* [Votre travail]:
• a. D’après le texte sur les économies budgétaires, combien de postes de fonctionnaires la fonction publique perdra-t-elle dès l’an prochain ?
• b. Recopiez fidèlement le passage du texte sur les économies budgétaires qui commence par « François Bayrou a également » et se poursuit jusqu’à « à la baisse. ».

* [Texte à analyser]:
##############################

François Bayrou a également révélé des économies de l’ordre de 5 milliards d’euros réalisées sur le budget de la Sécurité sociale. Dans le viseur, parmi d’autres : une partie des dépenses qu’il juge injustifiées ou réductibles pour les personnes souffrant d’affection de longue durée. Mais également le doublement à 100 euros de la franchise médicale ou encore la chasse aux arrêts de travail.
Les mesures de restriction affecteront aussi la fonction publique qui perdra 3000 postes de fonctionnaires dès l’an prochain. Et ce n’est probablement qu’un début puisque François Bayrou a expliqué qu’un fonctionnaire sur trois partant à la retraite ne serait pas remplacé. De même, les budgets de chaque ministère seront revus à la baisse.
Comme l’an dernier, celui consacré à l’écologie fera les frais des mesures d’économies (2,1 milliards en 2025). Et tant pis si réparer coûte bien plus cher que prévenir et adapter, alors que le dérèglement climatique occasionne de plus en plus de catastrophes. Autres ministères qui subiront un nouveau coup de rabot : ceux de l’enseignement supérieur et de la recherche, du sport, de la culture, du travail etc. Les collectivités territoriales ne seront pas épargnées non plus. Elle devront supporter plus de 5 milliards d’économies, après les coupes de l’an dernier aux nombreuses conséquences sociales dans les territoires.
Pro-business un jour, pro-business toujours
Par contre pas d’annonces majeures de contribution pour les entreprises ou des plus hauts revenus. Il a bien été question de réduire des niches fiscales et sociales, mais sans en nommer aucune, ni en fixer le montant d’économies attendu. Au contraire, afin de réduire le déficit commercial du pays, François Bayrou a expliqué que son plan « En avant la production » passerait par un soutien aux entreprises. Toujours à leur écoute, le Premier ministre a annoncé la suppression de deux jours fériés que proposait le Medef en septembre 2024.
Ne pouvant ignorer le récent rapport sénatorial qui pointait 211 milliards par an d’aides aux entreprises, sans contrôle, le chef du gouvernement a promis une réflexion à venir et évoqué des pistes pour un gagnant-gagnant. A savoir, moins de subventions en échange de moins de contraintes et de normes. Plus que léger au regard des sacrifices exigés sans contrepartie envers la majorité de la population. Preuve du peu d’intérêt que François Bayrou porte à cette question, il a admis ne pas avoir connaissance des montants que cela pourrait rapporter à l’État.

##############################

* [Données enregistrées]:
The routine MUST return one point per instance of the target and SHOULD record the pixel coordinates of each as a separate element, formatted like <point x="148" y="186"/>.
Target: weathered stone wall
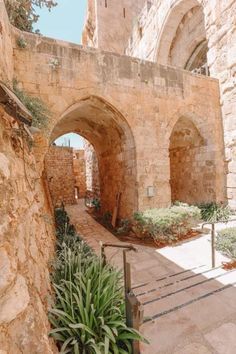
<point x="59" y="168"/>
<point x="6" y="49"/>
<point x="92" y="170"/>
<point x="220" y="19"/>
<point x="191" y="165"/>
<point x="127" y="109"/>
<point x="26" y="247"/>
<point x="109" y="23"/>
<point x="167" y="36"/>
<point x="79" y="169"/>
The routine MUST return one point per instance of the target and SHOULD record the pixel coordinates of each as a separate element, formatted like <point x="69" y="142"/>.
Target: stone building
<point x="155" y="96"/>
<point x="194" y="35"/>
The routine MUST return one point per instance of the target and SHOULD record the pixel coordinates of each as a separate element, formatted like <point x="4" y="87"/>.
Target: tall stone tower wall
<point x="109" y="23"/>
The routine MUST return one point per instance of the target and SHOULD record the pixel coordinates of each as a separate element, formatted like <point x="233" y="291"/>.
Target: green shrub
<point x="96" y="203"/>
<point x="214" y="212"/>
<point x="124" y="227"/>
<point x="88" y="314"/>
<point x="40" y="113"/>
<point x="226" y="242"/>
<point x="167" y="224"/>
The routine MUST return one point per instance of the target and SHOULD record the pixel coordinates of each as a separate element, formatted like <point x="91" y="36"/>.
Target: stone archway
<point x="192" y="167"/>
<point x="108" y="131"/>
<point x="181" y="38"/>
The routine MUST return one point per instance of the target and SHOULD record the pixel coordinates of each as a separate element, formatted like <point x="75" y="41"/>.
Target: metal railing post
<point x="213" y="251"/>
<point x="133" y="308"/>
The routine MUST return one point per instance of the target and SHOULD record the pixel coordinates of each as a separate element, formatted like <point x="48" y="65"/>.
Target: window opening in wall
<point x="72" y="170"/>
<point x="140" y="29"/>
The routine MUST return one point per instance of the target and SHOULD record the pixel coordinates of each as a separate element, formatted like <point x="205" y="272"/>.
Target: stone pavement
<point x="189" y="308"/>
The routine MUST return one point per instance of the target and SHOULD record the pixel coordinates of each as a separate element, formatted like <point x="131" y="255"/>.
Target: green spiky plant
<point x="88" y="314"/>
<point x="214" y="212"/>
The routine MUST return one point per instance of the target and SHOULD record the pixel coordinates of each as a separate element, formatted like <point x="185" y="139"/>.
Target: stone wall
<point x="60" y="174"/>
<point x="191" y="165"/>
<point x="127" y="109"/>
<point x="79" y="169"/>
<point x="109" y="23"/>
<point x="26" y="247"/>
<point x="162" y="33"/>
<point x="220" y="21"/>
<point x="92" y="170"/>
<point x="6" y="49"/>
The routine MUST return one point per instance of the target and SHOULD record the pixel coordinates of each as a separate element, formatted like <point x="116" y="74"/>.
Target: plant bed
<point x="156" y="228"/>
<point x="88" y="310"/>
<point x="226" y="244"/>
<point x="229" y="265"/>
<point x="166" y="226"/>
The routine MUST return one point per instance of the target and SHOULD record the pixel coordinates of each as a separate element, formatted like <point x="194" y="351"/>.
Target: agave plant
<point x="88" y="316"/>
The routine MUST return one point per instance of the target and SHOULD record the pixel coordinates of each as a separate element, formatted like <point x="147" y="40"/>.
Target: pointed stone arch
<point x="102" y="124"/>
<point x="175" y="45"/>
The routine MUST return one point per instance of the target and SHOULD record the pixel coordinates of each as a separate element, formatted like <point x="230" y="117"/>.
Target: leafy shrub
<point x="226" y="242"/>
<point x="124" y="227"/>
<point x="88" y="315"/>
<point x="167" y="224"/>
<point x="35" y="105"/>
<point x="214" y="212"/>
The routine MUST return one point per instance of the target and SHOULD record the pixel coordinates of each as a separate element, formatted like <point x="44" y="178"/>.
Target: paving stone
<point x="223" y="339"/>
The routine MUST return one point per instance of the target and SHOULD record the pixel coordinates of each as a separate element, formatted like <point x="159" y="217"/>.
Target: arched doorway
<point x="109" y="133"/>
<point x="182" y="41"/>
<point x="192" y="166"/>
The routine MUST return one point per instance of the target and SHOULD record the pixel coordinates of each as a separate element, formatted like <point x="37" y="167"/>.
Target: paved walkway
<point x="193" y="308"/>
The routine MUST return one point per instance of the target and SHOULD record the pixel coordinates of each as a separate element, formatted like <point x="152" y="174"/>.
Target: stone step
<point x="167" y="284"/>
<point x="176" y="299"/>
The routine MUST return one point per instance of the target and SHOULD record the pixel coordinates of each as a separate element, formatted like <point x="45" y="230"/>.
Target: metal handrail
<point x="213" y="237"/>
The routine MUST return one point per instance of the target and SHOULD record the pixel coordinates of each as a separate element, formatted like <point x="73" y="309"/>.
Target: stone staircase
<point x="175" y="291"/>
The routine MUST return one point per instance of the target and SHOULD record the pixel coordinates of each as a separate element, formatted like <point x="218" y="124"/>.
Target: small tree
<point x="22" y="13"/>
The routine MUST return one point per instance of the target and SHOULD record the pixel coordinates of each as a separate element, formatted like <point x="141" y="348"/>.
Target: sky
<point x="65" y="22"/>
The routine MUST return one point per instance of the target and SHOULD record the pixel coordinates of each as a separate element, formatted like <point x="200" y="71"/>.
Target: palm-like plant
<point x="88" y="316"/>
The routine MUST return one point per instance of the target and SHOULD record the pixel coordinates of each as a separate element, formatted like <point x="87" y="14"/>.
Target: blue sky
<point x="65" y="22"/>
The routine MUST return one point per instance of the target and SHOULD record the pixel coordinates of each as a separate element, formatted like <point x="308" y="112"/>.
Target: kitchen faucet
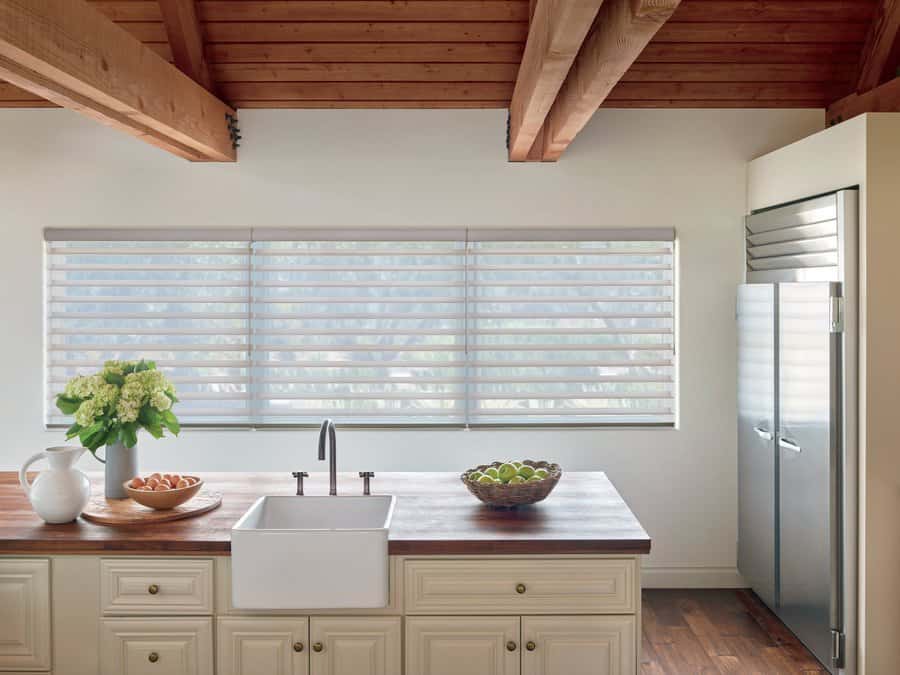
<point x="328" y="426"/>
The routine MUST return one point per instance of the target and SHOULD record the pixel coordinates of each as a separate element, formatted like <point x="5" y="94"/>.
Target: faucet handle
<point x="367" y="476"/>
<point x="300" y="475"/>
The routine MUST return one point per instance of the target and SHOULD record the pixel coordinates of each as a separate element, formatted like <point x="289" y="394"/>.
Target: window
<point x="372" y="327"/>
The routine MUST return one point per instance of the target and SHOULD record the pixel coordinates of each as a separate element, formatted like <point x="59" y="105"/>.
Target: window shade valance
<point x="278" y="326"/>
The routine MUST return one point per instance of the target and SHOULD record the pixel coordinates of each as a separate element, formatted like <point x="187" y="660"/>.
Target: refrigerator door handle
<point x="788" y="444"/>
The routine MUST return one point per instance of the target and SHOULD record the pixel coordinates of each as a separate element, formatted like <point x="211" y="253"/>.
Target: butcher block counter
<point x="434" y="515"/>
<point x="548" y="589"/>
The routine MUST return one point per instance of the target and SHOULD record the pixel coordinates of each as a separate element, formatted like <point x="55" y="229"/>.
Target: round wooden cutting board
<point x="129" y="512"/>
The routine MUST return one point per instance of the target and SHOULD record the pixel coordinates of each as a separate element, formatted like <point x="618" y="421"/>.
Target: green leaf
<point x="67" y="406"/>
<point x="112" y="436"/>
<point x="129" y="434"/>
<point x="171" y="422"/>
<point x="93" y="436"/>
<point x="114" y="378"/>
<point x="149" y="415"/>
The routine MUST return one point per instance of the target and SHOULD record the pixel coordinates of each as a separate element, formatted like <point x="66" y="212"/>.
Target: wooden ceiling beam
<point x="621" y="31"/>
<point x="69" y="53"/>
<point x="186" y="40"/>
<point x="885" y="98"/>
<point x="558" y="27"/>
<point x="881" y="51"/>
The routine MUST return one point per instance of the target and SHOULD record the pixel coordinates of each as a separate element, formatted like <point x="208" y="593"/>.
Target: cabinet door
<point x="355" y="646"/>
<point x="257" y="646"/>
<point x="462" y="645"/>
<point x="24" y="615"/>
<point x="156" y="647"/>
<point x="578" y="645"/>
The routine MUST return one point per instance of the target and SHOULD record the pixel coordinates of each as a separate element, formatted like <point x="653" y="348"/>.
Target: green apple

##############################

* [Corrigé des exercices]:
• a. 3000 postes.

• b.
François Bayrou a également révélé des économies de l’ordre de 5 milliards d’euros réalisées sur le budget de la Sécurité sociale. Dans le viseur, parmi d’autres : une partie des dépenses qu’il juge injustifiées ou réductibles pour les personnes souffrant d’affection de longue durée. Mais également le doublement à 100 euros de la franchise médicale ou encore la chasse aux arrêts de travail.
Les mesures de restriction affecteront aussi la fonction publique qui perdra 3000 postes de fonctionnaires dès l’an prochain. Et ce n’est probablement qu’un début puisque François Bayrou a expliqué qu’un fonctionnaire sur trois partant à la retraite ne serait pas remplacé. De même, les budgets de chaque ministère seront revus à la baisse.